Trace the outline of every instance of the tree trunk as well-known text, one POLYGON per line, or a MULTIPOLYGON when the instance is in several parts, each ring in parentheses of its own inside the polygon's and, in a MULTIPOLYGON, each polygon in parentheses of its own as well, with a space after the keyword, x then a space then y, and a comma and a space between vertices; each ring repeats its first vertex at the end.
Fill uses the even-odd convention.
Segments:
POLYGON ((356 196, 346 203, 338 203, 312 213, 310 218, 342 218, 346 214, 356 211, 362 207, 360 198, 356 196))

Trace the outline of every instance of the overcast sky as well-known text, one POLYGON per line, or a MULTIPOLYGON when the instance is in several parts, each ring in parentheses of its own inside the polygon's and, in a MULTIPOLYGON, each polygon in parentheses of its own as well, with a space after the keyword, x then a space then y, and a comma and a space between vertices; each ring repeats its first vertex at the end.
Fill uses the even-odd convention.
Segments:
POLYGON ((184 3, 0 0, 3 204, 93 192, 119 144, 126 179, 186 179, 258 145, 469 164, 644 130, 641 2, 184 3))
_____
Turn the data above into a two-column CSV with the headers instruction and response. Give one row per instruction, put each field in double quotes, and replace line breaks with spaces.

Expected answer:
instruction,response
"Trace the outline of every instance of the tree trunk as well-known text, one POLYGON per line, or a MULTIPOLYGON when the instance is in several parts, each ring in parentheses of its own inside the polygon's and, in a MULTIPOLYGON, each polygon in parentheses of its own as well, with a space after the keyword, x then a space then y, and a comma and a space between vertices; each ring repeats its first vertex at the end. Fill uses the even-odd convention. Segments:","POLYGON ((356 196, 346 203, 338 203, 312 213, 310 218, 342 218, 346 214, 356 211, 362 207, 360 198, 356 196))"
"Trace the outline of every instance of the overcast sky as well-known text, one POLYGON per line, or a MULTIPOLYGON when the instance is in several parts, each ring in parentheses of its own inside the polygon's and, in a MULTIPOLYGON, each polygon in parentheses of its own as well, with a space after the keyword, x then a space then y, and a comma and a space between vertices; each ring repeats its first vertex at the end. Fill uses the even-odd convention. Segments:","POLYGON ((184 3, 0 0, 3 204, 93 192, 119 144, 126 179, 186 179, 258 145, 469 164, 644 130, 641 2, 184 3))"